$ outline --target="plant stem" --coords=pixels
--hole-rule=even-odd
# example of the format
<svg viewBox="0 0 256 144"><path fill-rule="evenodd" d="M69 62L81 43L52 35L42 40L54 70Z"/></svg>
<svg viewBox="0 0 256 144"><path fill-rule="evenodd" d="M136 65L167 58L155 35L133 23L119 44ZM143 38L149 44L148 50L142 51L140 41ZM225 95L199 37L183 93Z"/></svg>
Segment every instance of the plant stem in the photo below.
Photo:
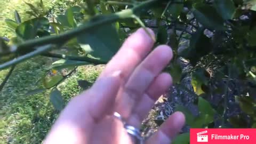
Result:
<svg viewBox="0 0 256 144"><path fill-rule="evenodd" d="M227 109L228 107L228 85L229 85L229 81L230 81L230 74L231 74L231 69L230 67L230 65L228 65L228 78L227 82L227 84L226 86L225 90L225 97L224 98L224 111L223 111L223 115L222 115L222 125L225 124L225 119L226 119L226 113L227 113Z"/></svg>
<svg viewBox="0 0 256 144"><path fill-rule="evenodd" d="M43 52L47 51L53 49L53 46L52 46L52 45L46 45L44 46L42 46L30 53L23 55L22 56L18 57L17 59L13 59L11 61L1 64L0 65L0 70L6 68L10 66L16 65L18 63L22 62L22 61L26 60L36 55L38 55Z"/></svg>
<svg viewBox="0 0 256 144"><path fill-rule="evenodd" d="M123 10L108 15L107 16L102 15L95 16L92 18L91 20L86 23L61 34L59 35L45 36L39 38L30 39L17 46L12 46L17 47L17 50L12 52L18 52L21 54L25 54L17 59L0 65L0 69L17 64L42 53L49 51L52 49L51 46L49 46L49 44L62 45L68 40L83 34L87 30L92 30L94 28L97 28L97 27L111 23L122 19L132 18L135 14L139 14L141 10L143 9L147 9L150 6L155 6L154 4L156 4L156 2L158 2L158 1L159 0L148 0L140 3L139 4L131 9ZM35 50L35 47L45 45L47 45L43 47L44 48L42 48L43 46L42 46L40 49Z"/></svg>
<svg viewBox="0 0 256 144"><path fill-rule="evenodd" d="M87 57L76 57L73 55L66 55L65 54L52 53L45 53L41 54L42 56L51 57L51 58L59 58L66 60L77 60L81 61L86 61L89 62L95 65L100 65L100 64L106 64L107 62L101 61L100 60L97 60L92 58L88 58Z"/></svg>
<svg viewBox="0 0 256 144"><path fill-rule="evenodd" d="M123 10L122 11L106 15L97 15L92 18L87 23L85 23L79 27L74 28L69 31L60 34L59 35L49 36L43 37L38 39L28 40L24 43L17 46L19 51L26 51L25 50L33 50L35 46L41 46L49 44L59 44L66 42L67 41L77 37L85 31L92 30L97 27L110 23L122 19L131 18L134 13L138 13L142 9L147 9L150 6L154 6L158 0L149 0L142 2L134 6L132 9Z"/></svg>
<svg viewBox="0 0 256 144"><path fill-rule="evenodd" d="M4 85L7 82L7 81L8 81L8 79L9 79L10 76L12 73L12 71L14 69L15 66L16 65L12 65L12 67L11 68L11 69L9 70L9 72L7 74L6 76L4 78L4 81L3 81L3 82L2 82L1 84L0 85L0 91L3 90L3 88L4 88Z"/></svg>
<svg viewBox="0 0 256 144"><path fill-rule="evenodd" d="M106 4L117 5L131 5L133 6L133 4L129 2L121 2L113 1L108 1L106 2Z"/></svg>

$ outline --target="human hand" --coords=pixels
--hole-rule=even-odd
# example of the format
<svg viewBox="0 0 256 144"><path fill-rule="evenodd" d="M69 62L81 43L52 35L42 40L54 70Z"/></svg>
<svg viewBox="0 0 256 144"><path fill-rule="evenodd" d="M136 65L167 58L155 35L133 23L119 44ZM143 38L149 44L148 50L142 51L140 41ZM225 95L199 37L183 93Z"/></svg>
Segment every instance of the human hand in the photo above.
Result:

• [Given problem] Rewrite all of the material above, replacing "Result" with "Output" everywhere and changing nothing else. Omit the pictures.

• [Final answer]
$ outline --target="plant stem" --coords=pixels
--hole-rule=even-odd
# example of the format
<svg viewBox="0 0 256 144"><path fill-rule="evenodd" d="M69 62L81 43L52 35L42 40L54 70Z"/></svg>
<svg viewBox="0 0 256 144"><path fill-rule="evenodd" d="M136 65L167 58L155 35L133 23L119 44ZM143 38L149 44L148 50L142 51L140 41ZM225 95L199 37L183 93Z"/></svg>
Segment every instance of the plant stem in the photo below.
Photo:
Output:
<svg viewBox="0 0 256 144"><path fill-rule="evenodd" d="M227 109L228 107L228 85L229 85L229 81L230 81L230 74L231 74L231 69L230 67L230 65L228 65L228 78L227 82L227 84L226 86L225 90L225 97L224 98L224 111L223 111L223 115L222 115L222 125L225 124L225 119L226 119L226 113L227 113Z"/></svg>
<svg viewBox="0 0 256 144"><path fill-rule="evenodd" d="M43 52L47 51L53 49L53 46L52 46L52 45L46 45L44 46L42 46L30 53L23 55L22 56L18 57L17 59L13 59L11 61L1 64L0 65L0 70L6 68L10 66L16 65L18 63L22 62L22 61L26 60L36 55L38 55Z"/></svg>
<svg viewBox="0 0 256 144"><path fill-rule="evenodd" d="M123 10L108 15L107 16L102 15L95 16L92 18L91 20L86 23L61 34L59 35L45 36L39 38L30 39L17 46L12 46L17 47L17 50L12 52L18 52L21 54L25 54L17 59L0 65L0 69L17 64L42 53L49 51L52 49L51 46L49 46L49 44L62 45L68 40L83 34L87 30L92 30L94 28L97 28L97 27L111 23L122 19L132 18L135 14L139 14L141 10L143 9L147 9L150 6L155 6L154 4L156 4L156 2L158 2L158 1L159 0L148 0L140 3L139 4L131 9ZM35 50L35 47L45 45L47 45L43 47L44 48L42 48L43 46L42 46L40 49Z"/></svg>
<svg viewBox="0 0 256 144"><path fill-rule="evenodd" d="M87 57L76 57L73 55L66 55L65 54L52 53L45 53L41 54L42 56L51 57L51 58L59 58L66 60L77 60L81 61L86 61L89 62L95 65L100 65L100 64L106 64L107 62L101 61L100 60L97 60L92 58L88 58Z"/></svg>
<svg viewBox="0 0 256 144"><path fill-rule="evenodd" d="M123 10L122 11L106 15L97 15L92 18L87 23L85 23L79 27L74 28L69 31L60 34L59 35L49 36L43 37L38 39L28 40L24 43L17 46L19 51L26 51L25 50L33 50L35 46L41 46L49 44L59 44L66 42L67 41L77 37L85 31L92 30L97 27L110 23L122 19L131 18L134 13L138 13L142 9L147 9L150 6L154 6L158 0L149 0L142 2L134 6L132 9Z"/></svg>
<svg viewBox="0 0 256 144"><path fill-rule="evenodd" d="M4 85L7 82L7 81L8 81L8 79L9 79L10 76L12 73L12 71L14 69L15 66L16 65L12 65L12 67L11 68L11 69L9 70L9 72L7 74L6 76L4 78L4 81L3 81L3 82L2 82L1 84L0 85L0 91L3 90L3 88L4 88Z"/></svg>
<svg viewBox="0 0 256 144"><path fill-rule="evenodd" d="M106 4L117 5L131 5L133 6L133 4L129 2L121 2L113 1L108 1L106 2Z"/></svg>

$ outline --target="human hand" --coords=pixels
--hole-rule=even-odd
# example of the format
<svg viewBox="0 0 256 144"><path fill-rule="evenodd" d="M69 62L81 43L52 35L42 40L54 70Z"/></svg>
<svg viewBox="0 0 256 144"><path fill-rule="evenodd" d="M136 65L167 58L155 35L133 23L119 44ZM143 38L149 44L148 50L142 51L140 41ZM225 95L199 37L183 93Z"/></svg>
Segment every instance of the human hand in the photo above.
Output:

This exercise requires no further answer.